■ **Parts of the exercise**:
(a) In the blog post on whether to keep writing, reproduce the passage starting with "Should I stop" and going on through "than I anticipated.", replacing "publisher" with "literary agent".
(b) Using the blog post on whether to keep writing, mark each statement yes or no, and quote the exact words of the post that settle it:
(i) The author decided to write a first novel about ten years ago.
(ii) The author found a publisher for the first novel.
(iii) The author still runs an education consultancy.
(c) According to the blog post on whether to keep writing, what is the title of the author's sixth novel?

Should I stop writing, or keep going?

Regular readers might have picked up from recent posts that I’m having a bit of a crisis about my writing and whether to continue. It’s not about whether I can write: I think I can, and have published some good stuff. Readers love my books and tell me so. No, it’s not about quality, it’s about commitment.

arizona asphalt beautiful blue sky

When I decided to write my first novel, about ten years ago, I seriously underestimated how long and how difficult it would be to finish and get it published. I thought I would find a publisher – wrong. I thought it would fly off the shelves – also wrong. Getting it into print, into bookshops and into readers’ hands was all more difficult than I anticipated.

I anticipated an easier ride the second time around, so I wrote another one, then another, and so on. Now my sixth novel ‘Burning Secrets’ is out, and although the process does indeed feel a little easier, that’s mainly because I’m no longer surprised by how much time it takes.BURNiNG_SECRETS_AW.indd

In the years since I started writing I’ve established a loving relationship, nested happily into my new community, and retired from my education consultancy. My life is happier and more settled than it was, but now I want to make sure that I’m pursuing more of my interests, without the writing becoming the cuckoo in the nest that pushes everything else out.

■ **Dataset**:
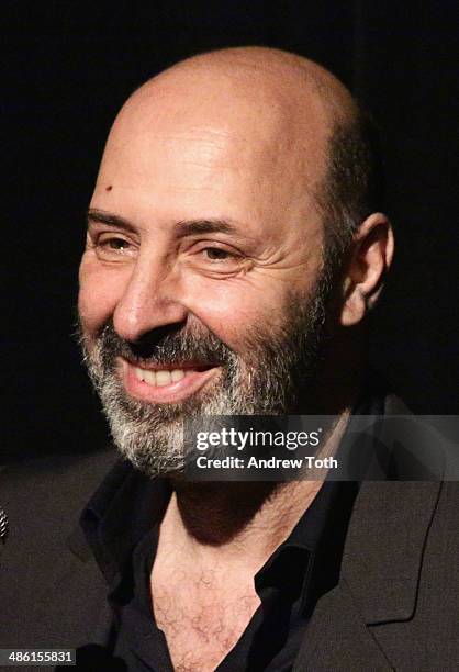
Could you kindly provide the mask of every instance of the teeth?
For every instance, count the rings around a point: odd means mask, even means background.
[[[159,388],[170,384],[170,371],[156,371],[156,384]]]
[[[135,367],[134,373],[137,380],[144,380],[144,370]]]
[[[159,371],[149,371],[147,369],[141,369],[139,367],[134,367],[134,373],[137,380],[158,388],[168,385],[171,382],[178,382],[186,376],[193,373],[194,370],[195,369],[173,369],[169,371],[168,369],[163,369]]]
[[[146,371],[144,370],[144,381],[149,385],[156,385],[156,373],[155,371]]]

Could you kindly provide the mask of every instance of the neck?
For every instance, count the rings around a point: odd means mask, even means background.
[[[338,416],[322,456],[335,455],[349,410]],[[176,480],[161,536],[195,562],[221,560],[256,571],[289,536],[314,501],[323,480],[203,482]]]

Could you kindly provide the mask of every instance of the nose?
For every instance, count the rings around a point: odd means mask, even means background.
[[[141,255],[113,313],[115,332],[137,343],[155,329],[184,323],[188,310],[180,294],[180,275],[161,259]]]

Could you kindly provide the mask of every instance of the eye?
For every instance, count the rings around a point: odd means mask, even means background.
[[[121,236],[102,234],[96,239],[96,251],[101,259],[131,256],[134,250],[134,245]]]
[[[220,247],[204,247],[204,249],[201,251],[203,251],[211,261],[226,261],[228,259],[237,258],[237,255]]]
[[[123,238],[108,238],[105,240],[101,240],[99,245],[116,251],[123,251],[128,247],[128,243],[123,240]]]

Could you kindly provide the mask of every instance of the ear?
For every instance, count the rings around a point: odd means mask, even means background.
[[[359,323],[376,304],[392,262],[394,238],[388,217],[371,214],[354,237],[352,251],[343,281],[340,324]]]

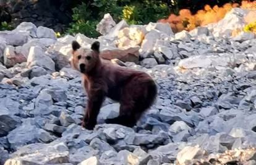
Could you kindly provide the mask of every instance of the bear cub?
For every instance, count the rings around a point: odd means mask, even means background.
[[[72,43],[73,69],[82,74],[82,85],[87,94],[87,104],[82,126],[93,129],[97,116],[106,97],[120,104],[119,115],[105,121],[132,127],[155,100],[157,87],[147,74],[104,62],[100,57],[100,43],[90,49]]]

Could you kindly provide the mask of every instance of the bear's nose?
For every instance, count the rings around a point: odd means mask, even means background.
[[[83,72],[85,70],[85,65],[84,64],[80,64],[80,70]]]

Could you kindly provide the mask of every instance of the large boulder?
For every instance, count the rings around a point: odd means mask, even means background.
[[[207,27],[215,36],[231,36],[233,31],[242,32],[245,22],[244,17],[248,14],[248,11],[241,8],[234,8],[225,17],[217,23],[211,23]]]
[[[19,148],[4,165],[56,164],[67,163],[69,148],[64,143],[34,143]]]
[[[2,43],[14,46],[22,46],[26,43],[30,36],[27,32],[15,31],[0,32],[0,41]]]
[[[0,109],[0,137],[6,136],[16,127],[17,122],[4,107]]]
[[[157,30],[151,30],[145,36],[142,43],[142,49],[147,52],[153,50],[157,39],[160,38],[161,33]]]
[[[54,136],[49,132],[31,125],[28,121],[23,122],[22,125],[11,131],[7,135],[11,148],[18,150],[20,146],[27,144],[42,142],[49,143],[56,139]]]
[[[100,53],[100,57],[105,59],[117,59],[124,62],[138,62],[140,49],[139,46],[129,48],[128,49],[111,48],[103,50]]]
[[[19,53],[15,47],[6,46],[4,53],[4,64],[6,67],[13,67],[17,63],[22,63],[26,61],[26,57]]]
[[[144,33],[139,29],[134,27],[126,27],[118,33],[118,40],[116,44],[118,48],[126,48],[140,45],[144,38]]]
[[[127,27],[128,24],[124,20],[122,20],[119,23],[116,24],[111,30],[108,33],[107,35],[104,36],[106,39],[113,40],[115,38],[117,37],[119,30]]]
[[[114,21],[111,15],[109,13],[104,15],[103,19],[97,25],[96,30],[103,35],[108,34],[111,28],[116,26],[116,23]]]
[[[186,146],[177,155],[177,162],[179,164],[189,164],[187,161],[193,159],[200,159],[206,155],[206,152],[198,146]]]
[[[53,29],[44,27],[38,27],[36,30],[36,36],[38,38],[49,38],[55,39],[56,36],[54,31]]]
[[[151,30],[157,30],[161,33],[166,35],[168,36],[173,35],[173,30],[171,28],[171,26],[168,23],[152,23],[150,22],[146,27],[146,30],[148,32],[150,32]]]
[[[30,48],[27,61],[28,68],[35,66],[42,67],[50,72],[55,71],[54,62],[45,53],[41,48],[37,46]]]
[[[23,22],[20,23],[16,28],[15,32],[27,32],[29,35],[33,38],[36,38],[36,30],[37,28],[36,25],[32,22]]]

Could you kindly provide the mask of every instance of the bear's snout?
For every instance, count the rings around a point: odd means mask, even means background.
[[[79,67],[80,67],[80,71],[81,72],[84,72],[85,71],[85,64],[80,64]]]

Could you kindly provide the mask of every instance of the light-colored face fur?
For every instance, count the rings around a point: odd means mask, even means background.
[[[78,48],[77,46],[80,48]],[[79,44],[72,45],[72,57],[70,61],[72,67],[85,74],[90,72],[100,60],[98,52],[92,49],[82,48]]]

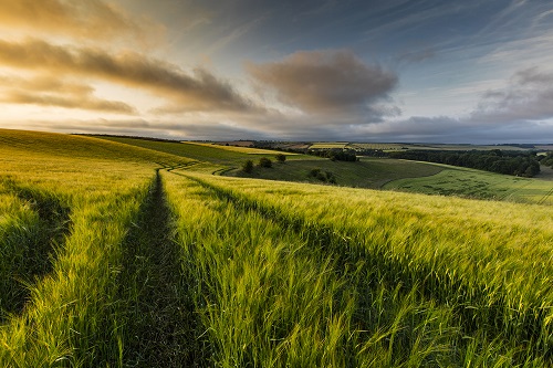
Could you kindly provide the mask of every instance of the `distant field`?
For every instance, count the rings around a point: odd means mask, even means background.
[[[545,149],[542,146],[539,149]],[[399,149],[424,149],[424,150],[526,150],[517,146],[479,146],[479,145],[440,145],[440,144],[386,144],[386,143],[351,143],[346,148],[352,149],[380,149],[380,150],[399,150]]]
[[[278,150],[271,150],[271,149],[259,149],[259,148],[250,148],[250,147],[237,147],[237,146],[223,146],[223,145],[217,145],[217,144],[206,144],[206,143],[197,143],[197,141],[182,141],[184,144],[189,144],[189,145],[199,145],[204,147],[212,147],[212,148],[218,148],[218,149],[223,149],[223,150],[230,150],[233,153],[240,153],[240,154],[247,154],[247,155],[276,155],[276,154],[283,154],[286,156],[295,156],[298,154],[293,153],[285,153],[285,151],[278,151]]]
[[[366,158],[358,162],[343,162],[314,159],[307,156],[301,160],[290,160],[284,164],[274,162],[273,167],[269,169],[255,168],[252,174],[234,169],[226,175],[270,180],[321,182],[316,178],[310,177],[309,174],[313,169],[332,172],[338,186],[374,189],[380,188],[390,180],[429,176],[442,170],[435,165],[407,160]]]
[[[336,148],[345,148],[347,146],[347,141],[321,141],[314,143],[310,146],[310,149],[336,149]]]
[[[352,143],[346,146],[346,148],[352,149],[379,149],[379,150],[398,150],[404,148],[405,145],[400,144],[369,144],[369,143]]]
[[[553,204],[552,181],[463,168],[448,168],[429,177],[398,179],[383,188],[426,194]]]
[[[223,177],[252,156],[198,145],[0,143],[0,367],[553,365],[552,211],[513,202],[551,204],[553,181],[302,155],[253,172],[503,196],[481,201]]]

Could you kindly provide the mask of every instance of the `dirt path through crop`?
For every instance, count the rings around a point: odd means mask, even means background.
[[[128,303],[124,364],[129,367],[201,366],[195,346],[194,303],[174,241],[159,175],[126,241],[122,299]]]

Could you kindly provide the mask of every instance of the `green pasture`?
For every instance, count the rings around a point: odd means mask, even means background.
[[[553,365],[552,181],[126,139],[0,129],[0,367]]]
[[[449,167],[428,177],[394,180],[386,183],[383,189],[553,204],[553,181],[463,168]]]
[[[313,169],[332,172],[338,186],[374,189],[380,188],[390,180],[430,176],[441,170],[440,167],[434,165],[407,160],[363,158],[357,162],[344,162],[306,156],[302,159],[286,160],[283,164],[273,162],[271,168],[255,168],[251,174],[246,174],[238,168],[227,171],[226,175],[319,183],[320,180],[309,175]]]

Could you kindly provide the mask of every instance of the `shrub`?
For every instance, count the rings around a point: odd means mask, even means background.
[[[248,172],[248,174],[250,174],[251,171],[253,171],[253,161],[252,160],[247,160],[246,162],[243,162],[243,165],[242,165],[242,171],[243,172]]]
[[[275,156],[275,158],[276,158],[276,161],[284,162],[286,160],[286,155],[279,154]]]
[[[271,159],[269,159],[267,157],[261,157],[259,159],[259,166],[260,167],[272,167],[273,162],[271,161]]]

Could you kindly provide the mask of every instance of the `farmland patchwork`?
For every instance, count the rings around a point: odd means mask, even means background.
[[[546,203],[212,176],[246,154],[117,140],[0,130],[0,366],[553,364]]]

---

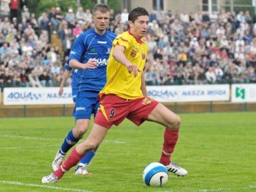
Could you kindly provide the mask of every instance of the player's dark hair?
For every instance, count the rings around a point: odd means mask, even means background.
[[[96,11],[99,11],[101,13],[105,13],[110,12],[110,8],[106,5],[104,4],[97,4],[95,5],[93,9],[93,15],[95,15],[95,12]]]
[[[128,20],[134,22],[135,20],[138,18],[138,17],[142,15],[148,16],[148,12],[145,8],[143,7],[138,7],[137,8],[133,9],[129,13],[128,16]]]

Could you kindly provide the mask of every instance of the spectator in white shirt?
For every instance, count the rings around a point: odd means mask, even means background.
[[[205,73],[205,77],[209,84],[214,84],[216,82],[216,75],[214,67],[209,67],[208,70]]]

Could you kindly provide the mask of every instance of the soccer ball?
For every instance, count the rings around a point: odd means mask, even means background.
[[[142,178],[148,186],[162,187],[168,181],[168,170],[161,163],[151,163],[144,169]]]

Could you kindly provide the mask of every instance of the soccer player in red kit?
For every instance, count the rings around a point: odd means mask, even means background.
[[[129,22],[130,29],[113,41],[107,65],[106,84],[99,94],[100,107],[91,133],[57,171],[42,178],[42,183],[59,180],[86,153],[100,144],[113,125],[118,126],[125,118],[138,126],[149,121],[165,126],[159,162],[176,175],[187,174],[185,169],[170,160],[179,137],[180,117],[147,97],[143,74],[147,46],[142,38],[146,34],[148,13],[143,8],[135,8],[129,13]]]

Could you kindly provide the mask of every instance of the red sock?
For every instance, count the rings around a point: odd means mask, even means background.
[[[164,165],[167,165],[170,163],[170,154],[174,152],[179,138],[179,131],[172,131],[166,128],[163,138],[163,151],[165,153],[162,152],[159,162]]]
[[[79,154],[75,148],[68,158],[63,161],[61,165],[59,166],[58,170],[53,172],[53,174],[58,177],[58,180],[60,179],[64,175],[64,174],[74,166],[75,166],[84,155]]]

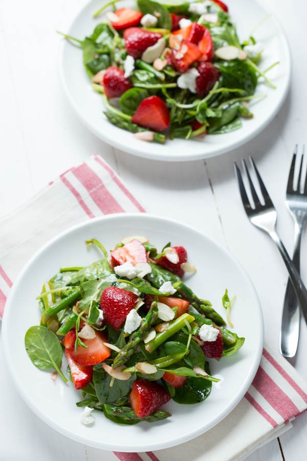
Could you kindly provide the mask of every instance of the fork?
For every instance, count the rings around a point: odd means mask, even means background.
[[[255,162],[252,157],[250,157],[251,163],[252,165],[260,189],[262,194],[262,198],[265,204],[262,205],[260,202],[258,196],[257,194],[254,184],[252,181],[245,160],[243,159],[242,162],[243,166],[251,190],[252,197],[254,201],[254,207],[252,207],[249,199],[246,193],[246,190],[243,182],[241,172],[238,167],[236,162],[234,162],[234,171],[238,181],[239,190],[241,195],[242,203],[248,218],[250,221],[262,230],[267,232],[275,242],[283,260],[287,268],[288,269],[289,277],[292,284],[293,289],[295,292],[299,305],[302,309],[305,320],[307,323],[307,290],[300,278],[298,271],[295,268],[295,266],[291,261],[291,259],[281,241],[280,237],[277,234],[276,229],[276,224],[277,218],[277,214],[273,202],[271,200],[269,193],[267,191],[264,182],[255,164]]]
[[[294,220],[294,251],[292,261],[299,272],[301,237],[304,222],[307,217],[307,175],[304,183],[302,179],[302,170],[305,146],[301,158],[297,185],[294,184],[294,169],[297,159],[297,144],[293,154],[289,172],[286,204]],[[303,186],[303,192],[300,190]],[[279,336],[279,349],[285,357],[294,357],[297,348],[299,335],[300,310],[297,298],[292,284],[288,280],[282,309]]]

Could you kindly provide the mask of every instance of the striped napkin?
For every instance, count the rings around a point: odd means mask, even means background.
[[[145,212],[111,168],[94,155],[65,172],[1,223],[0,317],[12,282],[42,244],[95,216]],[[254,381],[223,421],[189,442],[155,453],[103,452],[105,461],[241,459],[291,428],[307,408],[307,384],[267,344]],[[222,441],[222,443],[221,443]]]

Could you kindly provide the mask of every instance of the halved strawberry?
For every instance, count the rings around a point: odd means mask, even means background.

...

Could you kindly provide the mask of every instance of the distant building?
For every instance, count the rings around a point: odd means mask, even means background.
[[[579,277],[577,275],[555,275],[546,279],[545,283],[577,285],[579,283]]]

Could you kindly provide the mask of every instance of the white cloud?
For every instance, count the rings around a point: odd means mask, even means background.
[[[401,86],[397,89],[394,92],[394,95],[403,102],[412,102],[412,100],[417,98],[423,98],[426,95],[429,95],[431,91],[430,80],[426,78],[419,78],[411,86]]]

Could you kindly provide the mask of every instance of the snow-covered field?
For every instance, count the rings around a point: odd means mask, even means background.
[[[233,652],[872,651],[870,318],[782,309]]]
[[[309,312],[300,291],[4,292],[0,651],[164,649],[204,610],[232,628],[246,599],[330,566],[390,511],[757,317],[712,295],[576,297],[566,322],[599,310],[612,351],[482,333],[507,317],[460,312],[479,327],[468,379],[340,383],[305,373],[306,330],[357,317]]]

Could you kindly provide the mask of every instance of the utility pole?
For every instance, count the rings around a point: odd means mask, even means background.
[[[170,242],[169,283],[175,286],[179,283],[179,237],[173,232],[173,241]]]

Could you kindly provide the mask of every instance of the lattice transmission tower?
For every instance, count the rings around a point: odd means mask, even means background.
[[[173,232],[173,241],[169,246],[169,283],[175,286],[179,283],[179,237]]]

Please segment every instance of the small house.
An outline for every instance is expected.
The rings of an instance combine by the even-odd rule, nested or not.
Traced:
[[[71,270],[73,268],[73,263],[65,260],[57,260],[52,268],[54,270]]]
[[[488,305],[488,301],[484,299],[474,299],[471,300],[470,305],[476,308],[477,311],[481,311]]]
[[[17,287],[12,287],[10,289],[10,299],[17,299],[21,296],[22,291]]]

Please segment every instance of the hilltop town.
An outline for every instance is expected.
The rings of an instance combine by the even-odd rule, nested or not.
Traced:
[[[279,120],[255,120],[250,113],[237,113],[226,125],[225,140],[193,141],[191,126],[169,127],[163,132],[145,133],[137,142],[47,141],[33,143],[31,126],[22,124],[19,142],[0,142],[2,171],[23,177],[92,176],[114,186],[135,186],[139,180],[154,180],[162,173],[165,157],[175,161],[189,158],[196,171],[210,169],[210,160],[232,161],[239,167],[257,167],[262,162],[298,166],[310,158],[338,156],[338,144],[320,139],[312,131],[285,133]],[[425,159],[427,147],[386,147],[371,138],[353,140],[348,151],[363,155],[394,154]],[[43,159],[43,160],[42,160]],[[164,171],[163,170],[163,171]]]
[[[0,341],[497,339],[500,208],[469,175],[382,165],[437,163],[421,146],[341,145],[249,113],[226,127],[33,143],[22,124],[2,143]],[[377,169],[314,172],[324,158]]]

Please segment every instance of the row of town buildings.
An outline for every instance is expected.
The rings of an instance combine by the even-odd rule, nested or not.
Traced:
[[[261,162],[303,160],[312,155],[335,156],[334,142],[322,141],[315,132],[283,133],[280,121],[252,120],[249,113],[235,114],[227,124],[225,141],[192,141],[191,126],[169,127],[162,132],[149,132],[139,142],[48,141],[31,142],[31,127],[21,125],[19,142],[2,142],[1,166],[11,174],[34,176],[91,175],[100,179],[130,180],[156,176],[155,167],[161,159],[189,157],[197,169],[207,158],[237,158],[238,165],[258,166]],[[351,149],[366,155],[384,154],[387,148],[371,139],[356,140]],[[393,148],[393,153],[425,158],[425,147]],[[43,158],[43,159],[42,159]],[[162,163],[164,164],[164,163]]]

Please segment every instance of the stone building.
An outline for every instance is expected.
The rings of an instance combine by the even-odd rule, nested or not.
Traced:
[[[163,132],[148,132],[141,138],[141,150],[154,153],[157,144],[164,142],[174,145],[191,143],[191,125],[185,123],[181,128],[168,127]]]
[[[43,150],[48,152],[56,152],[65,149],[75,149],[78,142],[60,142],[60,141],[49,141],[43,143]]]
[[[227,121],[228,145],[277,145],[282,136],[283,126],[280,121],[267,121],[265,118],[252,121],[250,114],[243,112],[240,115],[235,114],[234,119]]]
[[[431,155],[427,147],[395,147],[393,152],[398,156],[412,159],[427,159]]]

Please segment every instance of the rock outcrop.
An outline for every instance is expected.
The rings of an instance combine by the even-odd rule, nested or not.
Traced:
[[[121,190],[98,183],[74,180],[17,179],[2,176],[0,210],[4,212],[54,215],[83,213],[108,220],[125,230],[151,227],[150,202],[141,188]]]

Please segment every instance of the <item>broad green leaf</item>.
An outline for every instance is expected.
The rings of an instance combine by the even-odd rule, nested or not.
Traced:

■ **Responses to the tasks**:
(a)
Should I stop writing, or keep going?

Regular readers might have picked up from recent posts that I’m having a bit of a crisis about my writing and whether to continue. It’s not about whether I can write: I think I can, and have published some good stuff. Readers love my books and tell me so. No, it’s not about quality, it’s about commitment.

arizona asphalt beautiful blue sky

When I decided to write my first novel, about ten years ago, I seriously underestimated how long and how difficult it would be to finish and get it published. I thought I would find a literary agent – wrong. I thought it would fly off the shelves – also wrong. Getting it into print, into bookshops and into readers’ hands was all more difficult than I anticipated.

(b)
(i) Yes: "When I decided to write my first novel, about ten years ago"
(ii) No: "I thought I would find a publisher – wrong."
(iii) No: "retired from my education consultancy"

(c) The sixth novel is titled 'Burning Secrets'.